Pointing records
-------------------------

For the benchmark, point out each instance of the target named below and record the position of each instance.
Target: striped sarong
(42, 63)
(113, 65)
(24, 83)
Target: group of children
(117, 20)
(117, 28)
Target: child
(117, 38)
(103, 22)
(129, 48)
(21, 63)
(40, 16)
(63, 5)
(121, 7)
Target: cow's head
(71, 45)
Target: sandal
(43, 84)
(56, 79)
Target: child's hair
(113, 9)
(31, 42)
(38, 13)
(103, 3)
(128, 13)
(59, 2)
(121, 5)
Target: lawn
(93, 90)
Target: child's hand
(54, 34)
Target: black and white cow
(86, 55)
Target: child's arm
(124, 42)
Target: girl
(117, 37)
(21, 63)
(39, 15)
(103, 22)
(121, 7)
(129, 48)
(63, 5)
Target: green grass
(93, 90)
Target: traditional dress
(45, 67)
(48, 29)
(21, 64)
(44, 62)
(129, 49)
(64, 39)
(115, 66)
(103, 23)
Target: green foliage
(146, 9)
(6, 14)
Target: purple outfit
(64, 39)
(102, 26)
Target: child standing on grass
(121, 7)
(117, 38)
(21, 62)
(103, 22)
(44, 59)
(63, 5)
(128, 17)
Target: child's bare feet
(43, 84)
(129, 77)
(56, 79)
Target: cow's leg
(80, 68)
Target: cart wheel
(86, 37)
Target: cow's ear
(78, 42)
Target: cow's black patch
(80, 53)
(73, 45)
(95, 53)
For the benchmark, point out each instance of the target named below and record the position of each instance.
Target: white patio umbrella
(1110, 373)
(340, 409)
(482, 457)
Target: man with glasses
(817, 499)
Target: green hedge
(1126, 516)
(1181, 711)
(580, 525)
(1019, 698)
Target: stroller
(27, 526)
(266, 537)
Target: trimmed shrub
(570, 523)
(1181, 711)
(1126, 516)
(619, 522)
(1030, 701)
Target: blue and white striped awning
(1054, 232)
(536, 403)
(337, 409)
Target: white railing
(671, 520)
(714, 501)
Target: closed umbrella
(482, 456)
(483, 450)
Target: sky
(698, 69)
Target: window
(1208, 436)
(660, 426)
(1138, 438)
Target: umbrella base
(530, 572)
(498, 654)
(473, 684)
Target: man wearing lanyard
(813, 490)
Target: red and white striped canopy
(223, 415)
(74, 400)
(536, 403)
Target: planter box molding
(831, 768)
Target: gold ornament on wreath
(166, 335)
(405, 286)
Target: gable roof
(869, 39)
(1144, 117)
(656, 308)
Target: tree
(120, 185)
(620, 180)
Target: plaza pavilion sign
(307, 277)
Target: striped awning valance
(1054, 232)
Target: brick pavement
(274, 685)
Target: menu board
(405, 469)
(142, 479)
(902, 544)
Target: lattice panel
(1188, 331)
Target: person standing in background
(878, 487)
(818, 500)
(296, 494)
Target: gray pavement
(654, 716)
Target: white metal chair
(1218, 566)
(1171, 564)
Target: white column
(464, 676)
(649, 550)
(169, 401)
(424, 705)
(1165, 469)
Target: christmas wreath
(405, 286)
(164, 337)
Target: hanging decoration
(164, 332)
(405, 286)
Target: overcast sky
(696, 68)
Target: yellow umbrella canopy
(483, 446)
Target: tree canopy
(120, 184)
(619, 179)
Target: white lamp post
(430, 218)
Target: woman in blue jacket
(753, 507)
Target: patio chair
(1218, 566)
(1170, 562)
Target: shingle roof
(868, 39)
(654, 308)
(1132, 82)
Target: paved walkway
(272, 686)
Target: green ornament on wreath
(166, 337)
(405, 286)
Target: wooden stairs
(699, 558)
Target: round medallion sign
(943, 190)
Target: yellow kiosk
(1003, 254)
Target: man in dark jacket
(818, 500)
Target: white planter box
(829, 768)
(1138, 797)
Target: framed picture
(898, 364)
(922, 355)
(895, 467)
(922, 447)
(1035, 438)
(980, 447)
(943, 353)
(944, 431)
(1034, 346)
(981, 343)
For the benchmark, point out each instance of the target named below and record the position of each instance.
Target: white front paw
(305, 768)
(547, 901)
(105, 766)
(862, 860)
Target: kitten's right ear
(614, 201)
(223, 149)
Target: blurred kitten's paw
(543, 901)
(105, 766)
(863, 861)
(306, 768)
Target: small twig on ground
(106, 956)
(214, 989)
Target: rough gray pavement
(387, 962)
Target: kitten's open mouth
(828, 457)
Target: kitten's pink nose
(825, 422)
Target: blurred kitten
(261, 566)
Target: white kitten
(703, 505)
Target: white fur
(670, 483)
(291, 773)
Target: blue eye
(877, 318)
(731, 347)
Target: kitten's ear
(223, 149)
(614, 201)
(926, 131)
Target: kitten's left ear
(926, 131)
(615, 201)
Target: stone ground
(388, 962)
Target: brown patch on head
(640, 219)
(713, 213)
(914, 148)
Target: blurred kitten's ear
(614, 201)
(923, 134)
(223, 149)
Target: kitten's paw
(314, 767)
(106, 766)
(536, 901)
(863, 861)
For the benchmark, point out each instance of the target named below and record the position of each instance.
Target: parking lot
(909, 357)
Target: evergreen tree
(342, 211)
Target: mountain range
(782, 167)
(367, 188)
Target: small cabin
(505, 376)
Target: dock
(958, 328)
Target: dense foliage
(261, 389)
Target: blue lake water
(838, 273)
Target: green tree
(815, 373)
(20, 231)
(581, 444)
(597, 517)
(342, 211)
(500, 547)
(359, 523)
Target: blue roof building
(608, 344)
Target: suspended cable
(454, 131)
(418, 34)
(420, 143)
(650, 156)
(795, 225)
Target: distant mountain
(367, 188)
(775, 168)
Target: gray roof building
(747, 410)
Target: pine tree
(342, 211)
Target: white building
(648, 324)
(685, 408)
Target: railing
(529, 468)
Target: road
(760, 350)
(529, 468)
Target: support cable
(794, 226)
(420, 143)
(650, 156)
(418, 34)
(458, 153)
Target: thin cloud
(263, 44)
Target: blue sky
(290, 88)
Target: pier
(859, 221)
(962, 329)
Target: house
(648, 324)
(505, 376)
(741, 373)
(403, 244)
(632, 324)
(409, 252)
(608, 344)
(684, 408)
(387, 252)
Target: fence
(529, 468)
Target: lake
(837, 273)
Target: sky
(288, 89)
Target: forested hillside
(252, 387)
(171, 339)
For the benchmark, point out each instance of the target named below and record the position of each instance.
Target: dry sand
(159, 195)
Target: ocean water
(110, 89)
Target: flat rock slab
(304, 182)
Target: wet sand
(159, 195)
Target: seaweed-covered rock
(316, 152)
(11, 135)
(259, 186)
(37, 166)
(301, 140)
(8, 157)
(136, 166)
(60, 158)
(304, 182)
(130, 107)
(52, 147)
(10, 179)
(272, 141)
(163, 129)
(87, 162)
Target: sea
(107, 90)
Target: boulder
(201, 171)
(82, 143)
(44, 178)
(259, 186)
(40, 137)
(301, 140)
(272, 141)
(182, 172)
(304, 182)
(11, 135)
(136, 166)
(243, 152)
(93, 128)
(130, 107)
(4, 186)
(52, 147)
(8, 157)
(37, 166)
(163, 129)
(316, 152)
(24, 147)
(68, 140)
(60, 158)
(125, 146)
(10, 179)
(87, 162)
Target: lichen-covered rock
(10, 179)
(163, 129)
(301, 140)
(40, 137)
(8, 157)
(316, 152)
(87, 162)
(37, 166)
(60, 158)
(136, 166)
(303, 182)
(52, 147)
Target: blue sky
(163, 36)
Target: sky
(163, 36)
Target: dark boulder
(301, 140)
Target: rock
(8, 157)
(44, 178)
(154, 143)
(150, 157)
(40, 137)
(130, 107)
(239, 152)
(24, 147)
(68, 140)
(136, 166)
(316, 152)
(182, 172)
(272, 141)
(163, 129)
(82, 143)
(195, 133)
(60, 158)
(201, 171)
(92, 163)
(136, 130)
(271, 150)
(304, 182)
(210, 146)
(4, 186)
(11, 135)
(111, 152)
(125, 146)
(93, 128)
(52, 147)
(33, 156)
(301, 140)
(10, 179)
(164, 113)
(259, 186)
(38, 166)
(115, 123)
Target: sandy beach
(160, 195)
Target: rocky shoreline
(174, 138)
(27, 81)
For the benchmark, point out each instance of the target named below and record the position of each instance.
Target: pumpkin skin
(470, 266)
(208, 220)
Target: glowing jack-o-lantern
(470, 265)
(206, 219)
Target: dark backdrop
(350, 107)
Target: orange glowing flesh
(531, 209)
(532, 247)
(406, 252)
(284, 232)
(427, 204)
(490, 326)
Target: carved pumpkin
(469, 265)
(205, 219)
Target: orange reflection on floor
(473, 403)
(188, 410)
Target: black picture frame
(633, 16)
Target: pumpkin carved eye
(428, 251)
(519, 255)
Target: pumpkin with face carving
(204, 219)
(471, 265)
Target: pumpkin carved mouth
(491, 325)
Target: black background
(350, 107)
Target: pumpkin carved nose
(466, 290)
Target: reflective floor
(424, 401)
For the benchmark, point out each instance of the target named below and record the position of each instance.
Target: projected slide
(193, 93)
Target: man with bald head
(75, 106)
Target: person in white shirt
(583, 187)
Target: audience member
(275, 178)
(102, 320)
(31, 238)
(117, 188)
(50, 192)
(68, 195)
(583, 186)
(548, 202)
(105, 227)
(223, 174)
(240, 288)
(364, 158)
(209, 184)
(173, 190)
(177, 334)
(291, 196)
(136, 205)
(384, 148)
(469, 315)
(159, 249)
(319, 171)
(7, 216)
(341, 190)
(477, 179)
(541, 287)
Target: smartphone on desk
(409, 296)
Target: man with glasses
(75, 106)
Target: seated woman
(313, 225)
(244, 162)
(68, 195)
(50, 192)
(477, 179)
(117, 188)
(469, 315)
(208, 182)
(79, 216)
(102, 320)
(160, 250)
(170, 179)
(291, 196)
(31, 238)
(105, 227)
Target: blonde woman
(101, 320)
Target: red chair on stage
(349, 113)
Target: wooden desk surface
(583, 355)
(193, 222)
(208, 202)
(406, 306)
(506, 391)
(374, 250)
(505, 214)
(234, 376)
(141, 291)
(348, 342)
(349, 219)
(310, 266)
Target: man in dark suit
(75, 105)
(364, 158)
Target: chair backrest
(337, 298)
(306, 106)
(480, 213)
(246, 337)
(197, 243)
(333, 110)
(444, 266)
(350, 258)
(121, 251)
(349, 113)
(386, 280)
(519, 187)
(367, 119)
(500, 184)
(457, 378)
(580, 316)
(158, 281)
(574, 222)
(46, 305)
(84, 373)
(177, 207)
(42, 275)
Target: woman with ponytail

-------------------------

■ Stated task: What are the lines from the one with "Target: blonde woman" through the last line of the records above? Quote them exactly and add nothing.

■ Task solution:
Target: blonde woman
(101, 320)
Target: red chair on stage
(349, 113)
Target: wooden desk surface
(583, 355)
(193, 222)
(208, 202)
(406, 306)
(506, 391)
(374, 250)
(505, 214)
(234, 376)
(141, 291)
(348, 342)
(349, 219)
(310, 266)
Target: man in dark suit
(75, 105)
(364, 158)
Target: chair backrest
(337, 298)
(306, 106)
(480, 213)
(246, 337)
(197, 243)
(333, 110)
(444, 266)
(350, 258)
(121, 251)
(349, 113)
(386, 280)
(519, 187)
(367, 119)
(500, 184)
(457, 378)
(580, 316)
(158, 281)
(574, 222)
(46, 305)
(84, 373)
(177, 207)
(42, 275)
Target: woman with ponytail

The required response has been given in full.